What the exercise asks: Please reproduce the rows below, starting at the line containing "Target: red boogie board" and ending at the final row, keeping every line in that span (text lines included) and nothing outside it. Shift each coordinate in the answer points by adding 61 to it.
======== Provided data ========
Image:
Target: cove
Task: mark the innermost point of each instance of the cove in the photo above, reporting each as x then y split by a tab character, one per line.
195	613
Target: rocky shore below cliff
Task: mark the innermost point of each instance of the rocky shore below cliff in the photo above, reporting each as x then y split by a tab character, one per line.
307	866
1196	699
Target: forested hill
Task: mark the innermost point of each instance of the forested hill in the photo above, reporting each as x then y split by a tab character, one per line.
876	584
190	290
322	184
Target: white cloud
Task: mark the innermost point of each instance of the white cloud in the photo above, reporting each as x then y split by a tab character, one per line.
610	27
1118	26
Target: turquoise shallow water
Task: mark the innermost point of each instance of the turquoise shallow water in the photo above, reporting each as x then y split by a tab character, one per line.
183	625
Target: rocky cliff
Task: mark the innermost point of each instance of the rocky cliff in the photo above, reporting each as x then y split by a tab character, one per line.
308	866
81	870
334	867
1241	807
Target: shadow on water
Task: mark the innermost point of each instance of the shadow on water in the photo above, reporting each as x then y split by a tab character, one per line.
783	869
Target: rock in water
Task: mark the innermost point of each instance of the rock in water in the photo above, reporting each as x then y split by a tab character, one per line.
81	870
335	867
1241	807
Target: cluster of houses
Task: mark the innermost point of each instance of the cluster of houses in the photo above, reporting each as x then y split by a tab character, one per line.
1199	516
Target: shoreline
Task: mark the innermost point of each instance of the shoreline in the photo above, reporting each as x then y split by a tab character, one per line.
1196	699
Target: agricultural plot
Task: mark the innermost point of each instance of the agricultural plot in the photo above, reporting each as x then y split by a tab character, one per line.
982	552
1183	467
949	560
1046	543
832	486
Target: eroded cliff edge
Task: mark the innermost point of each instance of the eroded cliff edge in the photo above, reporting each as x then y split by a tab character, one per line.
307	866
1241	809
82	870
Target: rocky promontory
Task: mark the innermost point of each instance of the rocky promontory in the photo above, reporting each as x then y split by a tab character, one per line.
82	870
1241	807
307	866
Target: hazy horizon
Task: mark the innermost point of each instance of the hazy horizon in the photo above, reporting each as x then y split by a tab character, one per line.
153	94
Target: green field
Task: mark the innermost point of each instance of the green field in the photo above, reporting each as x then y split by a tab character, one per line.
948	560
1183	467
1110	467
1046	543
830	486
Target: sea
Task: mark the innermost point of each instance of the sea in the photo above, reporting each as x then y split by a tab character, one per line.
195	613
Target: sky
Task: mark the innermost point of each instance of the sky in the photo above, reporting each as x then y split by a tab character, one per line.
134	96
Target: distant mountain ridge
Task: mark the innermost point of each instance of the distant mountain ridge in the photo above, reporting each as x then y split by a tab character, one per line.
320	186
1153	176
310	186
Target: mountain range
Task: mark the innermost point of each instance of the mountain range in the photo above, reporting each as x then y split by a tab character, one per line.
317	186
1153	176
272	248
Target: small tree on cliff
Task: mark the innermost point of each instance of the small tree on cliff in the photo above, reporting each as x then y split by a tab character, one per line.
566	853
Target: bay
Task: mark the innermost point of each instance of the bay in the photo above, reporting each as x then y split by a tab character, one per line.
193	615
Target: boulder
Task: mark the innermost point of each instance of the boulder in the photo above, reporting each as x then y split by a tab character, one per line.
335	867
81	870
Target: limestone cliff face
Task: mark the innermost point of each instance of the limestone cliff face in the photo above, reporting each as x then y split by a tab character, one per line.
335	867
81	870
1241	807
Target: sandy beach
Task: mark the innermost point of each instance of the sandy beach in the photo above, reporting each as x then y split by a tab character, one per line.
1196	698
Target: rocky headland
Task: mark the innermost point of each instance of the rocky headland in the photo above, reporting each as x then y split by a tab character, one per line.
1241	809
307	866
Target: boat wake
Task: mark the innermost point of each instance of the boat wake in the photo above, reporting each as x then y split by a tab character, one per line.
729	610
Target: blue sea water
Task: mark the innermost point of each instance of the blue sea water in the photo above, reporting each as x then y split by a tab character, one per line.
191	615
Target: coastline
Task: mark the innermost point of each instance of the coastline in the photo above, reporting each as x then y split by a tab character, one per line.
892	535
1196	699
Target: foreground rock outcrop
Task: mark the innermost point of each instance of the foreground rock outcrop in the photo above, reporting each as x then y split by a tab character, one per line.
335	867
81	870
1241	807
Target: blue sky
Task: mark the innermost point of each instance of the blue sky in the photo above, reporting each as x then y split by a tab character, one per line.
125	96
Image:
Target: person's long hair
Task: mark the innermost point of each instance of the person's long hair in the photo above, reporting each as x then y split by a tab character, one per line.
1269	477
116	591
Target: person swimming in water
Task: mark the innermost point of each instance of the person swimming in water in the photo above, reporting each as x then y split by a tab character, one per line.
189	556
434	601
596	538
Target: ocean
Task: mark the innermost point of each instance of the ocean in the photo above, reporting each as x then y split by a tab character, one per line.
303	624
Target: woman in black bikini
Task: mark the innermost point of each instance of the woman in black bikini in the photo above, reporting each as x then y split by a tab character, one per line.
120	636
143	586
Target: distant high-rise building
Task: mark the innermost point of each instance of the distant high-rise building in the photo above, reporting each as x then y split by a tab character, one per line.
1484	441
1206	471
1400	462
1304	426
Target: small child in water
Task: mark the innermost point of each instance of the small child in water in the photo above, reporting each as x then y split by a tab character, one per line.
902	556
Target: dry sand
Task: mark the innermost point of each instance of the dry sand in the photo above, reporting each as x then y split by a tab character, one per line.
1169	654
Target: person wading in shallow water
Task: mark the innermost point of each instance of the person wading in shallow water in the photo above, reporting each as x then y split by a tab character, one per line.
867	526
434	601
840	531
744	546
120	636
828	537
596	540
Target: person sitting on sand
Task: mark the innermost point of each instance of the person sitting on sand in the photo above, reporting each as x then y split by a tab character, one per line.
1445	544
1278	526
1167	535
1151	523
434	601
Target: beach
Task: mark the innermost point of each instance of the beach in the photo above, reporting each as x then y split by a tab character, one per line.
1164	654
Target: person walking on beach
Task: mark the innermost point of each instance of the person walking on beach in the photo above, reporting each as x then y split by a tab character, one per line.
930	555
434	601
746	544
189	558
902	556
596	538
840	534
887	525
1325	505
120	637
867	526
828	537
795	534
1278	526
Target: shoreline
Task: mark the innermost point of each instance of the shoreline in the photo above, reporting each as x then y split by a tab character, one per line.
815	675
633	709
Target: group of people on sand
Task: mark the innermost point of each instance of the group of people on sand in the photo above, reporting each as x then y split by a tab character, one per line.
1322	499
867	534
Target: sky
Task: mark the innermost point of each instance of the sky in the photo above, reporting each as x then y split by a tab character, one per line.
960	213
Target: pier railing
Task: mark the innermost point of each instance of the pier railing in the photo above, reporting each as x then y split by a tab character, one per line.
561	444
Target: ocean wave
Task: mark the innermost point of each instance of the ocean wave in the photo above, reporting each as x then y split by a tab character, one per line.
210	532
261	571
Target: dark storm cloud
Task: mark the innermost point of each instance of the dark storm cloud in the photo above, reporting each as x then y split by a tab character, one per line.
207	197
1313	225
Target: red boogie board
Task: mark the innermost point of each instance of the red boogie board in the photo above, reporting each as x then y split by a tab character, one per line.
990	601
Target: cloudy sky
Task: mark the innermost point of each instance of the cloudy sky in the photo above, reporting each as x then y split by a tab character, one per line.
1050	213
========
Solved exercise:
Target: red boogie board
Task: mark the innermost point of each instance of the red boogie board in the photo above, reporting each as x then y split by a tab character, one per line.
1051	662
Target: cloudy sky
Task: mark the innermost point of each instance of the cloudy sky in the photo above, reporting each as x then y split by a tab character, one per line.
1111	274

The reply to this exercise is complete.